» Aim
In the forum thread below, how long does Heinz say he has been coding in D?
── Selected excerpt
• Heinz (23/23) Feb 01 2011 Hi there,
• bearophile (34/34) Feb 01 2011 Heinz:
• Heinz (42/42) Feb 01 2011 Wow, thanks for the reply. Changing the 'enum dsize' to 'uint dsize = 4;...
• bearophile (7/11) Feb 01 2011 Someday D will run on other CPUs, like 64 bit ones, so 32 bit X86 will n...
• Matthias Pleh (28/28) Feb 02 2011 As bearophile notet, unittest are always good!!
• Joel Christensen (34/34) Feb 02 2011 What about my edited version:
• Heinz (33/33) Feb 03 2011 Thanks 4 the code (this goes to Matthias Pleh too):
• bearophile (6/26) Feb 04 2011 I see you have removed the asm guard I have shown you.
• Heinz (24/24) Feb 04 2011 bearophile,
• bearophile (8/12) Feb 04 2011 That may be slow, so you need to benchmark.

Heinz <malagana15 yahoo.com> writes:

Hi there,
Although i've been coding in D for the last 5 years, i've never got my hands
into ASM until now. I'm trying to use the inline assembler now and i'm trying
to apply opcodes to a class member, an uint array but don't know how. This is
what i've been trying to accomplish:

class MyClass
{
    private uint[] array;

    private void MyFunc()
────
── Data lines
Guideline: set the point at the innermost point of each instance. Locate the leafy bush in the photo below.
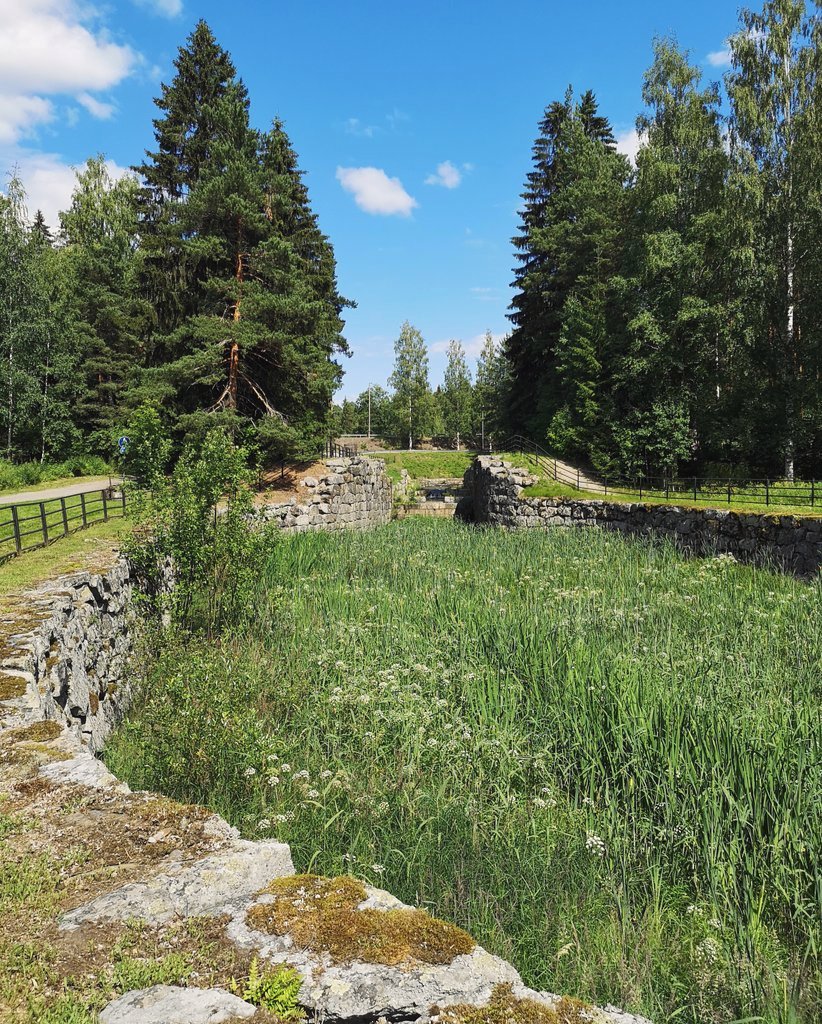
(275, 990)
(198, 523)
────
» Complete answer
For the last five years.